● **Goal**: Resume the article on fuel poverty and Scotland's climate targets, writing on from its last sentence.

In the race to hit climate targets, a stark warning comes from those on the frontline: don’t leave families behind.
Over the last few months, more than 500 pressure cookers have been delivered to homes in the central belt. Not as a gimmick, but to address a very real need.
“It began last autumn,” says Frazer Scott from Energy Action Scotland. “Reports were coming in that more and more families were asking local food banks for cold packs.”
Cold packs mean food that can be eaten without the need of heat, with the demand suggesting people were finding their budgets so tightly squeezed, they could no longer afford to turn on the oven.
Lower-energy pressure cookers were a quick way to stick a plaster on far too deep a wound.
It’s a big problem for government which, at the same time as tackling fuel poverty, wants to achieve climate targets of getting Scotland’s homes off gas and onto climate-friendly energy.
Heating: ‘I worry people will get left behind’
The Skopa family from Ruchazie in Glasgow are trying out pressure cookers from their local housing association.
“It’s very upsetting that families are struggling and this is an idea that could help,” says 15-year-old Aleksandra Skopa.
“I also like how food banks are helping people and I think they could maybe put recipes in with the food packs to help people use the pressure cookers.
“I would like to see more electric cars in the future, but at the same time not many people can afford it. I think what they’re [the government] are doing so far is okay but they just need to push a bit more.”
‘I was sitting there with two jerseys, a dressing gown and gloves’
For pensioners like Robert Leslie environmental groups such as South Seeds in Glasgow have been a lifeline. He got hit by a large bill after his energy company miscalculated his readings.
“I was left with almost two years of underestimated bills for £1200 which I couldn’t afford on my pension,” he says.
“They said I could pay instalments but it was so high it would have left me eating peanuts and porridge every month. I went into South Seeds and they managed to reduce it for me and moved me to a green energy company instead, which is much cheaper. They did a magnificent job, it was like a huge hump was taken off my back.
“There are planned increases in energy bills ahead, which is quite shocking given Scotland in renewables is generating something like 98 per cent of its own electricity. It should be cheaper but it’s not and no-one seems to care.

● **Dataset section**:
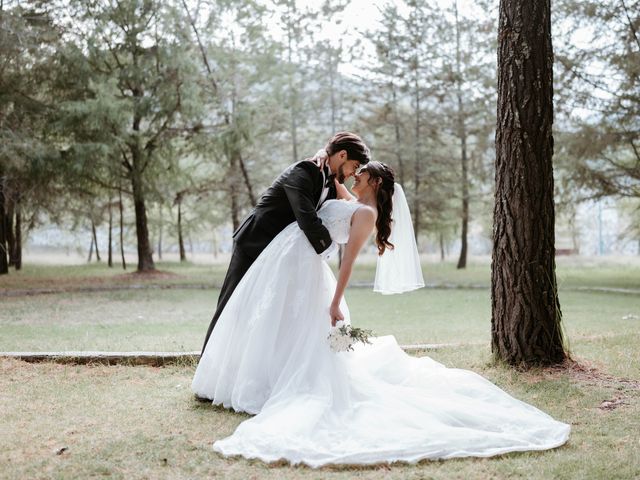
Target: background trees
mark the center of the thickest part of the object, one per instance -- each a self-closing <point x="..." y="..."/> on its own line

● **Written response**:
“Until I got this sorted out I was sitting there at night with two jerseys on and a dressing gown and gloves.”
‘At the end of the day it means diddly squat to those on the ground’
Glasgow South East Foodbank launched a fuel bank five years ago to help people heat and light their homes.
“It’s great to hear what the politicians want to say, all their big nice fancy words, but at the end of the day it means diddly squat to those on the ground,” says Audrey Flanagan.
“You need to ensure there is decent housing, you need to ensure people have enough money to feed themselves, they can heat their homes and their kids are safe and going to school properly.
“You need to ensure jobs. If we don’t have any of that, then I’m sorry, a greener society means nothing because there will be none of us left to be green the way we’re going.”
Frazer from Energy Action Scotland shares the concern of the food banks.
“Right now, 600,000 households in Scotland live in cold and damp homes and it isn’t fair that more than 25 per cent of all Scottish households have to make choices every single day between heating or eating,” he says.
“It is an absolute disgrace that in the 21st century in Scotland we still have this situation.
“I do worry that people will get left behind as we strive to meet those incredible important climate-change targets. I do worry that we will not take people with us unless we prioritise those in need first.
“Don’t leave them behind. Six people die every day in winter in Scotland from fuel poverty. It takes a terrible toll.
“We need to improve the efficiency of all our homes in Scotland and increase the rate at which we do this.
“More has to be done for households with all-electric homes. They on average pay £600 more than a house in Scotland which has gas and electricity to live a similar life.
“We need to get a balance of benefits and support in place to help lift them out of fuel poverty.”
Oil and gas: ‘Morale is quite low’
In the North Sea, a parallel story. As climate targets are set, what does that mean for those who work in an industry that directly conflicts with them?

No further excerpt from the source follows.